## Required task A:
Recast the stretch of the listing from the line containing "For this evaluation, locate the white shoe" through the end of the listing as a Markdown table with columns headed Row and Listing line, leaving out blank lines.

------ Source document

SPECIFICATION Ultrasonic non-destructive testing apparatus This invention relates to ultrasonic non-destructive testing apparatus for detecting flaws in articles such as semi-finished products, raw materials and manufactured components and in particular to B-SCAN systems.

A B-SCAN ultrasonic non-destructive testing apparatus comprises a linear array of ultrasonic transducers, such as piezoelectric or quartz elements for converting eiectrical signals into acoustic ultrasonic signals, which is moved by hand over a specimen under test.

A multi-channel display or plotter, each channel of which is associated with a particular one of the transducer elements, displays or plots signals returned to each element from the specimen. The horizontal position of a signal return on the display or plot indicates the transducer element receiving it and the vertical position of the signal return on the display or plot indicates the depth with respect to the surface of the specimen, conventionally the top of the display or plot of the source of that return.A typical B-SCAN display of a parallel sided specimen with no defects will thus comprise two parallei horizontal lines, the upper of which represents the top surface of the specimen, which reflects a proportion of the ultrasonic energy transmitted to it, and the lower of which represents the bottom surface of the specimen, which reflects further proportion of the ultrasonic energy. A defect within the specimen will be indicated by a spot or line, depending on the shape and orientation of the defect, somewhere between the lines indicating top and bottom surfaces of the specimen, the horizontal position of which indicates which of the transducer elements in the array has received the defect return. The brightness of display, or the colour/intensity of the plot, is controlled by the amplitude of the return signals from various depths within the specimen.

------------

## Required task B:
Summarize the patent specification in two sentences.

------ Data provided

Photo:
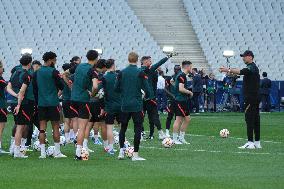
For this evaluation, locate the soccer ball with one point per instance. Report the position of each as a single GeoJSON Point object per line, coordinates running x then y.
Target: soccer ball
{"type": "Point", "coordinates": [62, 141]}
{"type": "Point", "coordinates": [129, 151]}
{"type": "Point", "coordinates": [100, 94]}
{"type": "Point", "coordinates": [85, 154]}
{"type": "Point", "coordinates": [36, 146]}
{"type": "Point", "coordinates": [224, 133]}
{"type": "Point", "coordinates": [167, 142]}
{"type": "Point", "coordinates": [50, 151]}
{"type": "Point", "coordinates": [116, 140]}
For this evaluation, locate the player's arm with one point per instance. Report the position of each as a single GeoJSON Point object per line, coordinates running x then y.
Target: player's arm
{"type": "Point", "coordinates": [158, 64]}
{"type": "Point", "coordinates": [181, 88]}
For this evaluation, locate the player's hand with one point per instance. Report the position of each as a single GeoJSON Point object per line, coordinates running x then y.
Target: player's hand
{"type": "Point", "coordinates": [16, 110]}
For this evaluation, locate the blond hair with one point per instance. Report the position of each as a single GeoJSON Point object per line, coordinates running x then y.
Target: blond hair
{"type": "Point", "coordinates": [133, 57]}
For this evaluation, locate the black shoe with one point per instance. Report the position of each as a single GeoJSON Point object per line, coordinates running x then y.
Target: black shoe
{"type": "Point", "coordinates": [78, 158]}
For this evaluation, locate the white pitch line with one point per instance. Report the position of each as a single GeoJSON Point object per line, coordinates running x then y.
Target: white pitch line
{"type": "Point", "coordinates": [214, 151]}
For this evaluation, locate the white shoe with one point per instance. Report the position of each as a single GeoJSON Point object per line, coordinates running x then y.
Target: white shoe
{"type": "Point", "coordinates": [121, 154]}
{"type": "Point", "coordinates": [177, 142]}
{"type": "Point", "coordinates": [20, 155]}
{"type": "Point", "coordinates": [248, 145]}
{"type": "Point", "coordinates": [60, 155]}
{"type": "Point", "coordinates": [257, 144]}
{"type": "Point", "coordinates": [168, 133]}
{"type": "Point", "coordinates": [161, 135]}
{"type": "Point", "coordinates": [183, 141]}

------------

## Full solution A:
| Row | Listing line |
|---|---|
| 1 | For this evaluation, locate the white shoe with one point per instance. Report the position of each as a single GeoJSON Point object per line, coordinates running x then y. |
| 2 | Target: white shoe |
| 3 | {"type": "Point", "coordinates": [121, 154]} |
| 4 | {"type": "Point", "coordinates": [177, 142]} |
| 5 | {"type": "Point", "coordinates": [20, 155]} |
| 6 | {"type": "Point", "coordinates": [248, 145]} |
| 7 | {"type": "Point", "coordinates": [60, 155]} |
| 8 | {"type": "Point", "coordinates": [257, 144]} |
| 9 | {"type": "Point", "coordinates": [168, 133]} |
| 10 | {"type": "Point", "coordinates": [161, 135]} |
| 11 | {"type": "Point", "coordinates": [183, 141]} |

## Full solution B:
The specification concerns ultrasonic non-destructive testing apparatus for finding flaws in articles such as semi-finished products, raw materials and manufactured components, particularly B-SCAN systems, in which a linear array of ultrasonic transducers is moved by hand over the specimen. A multi-channel display or plotter shows each element's returned signals, with horizontal position indicating the receiving element and vertical position indicating depth, so a defect appears as a spot or line between the lines for the top and bottom surfaces.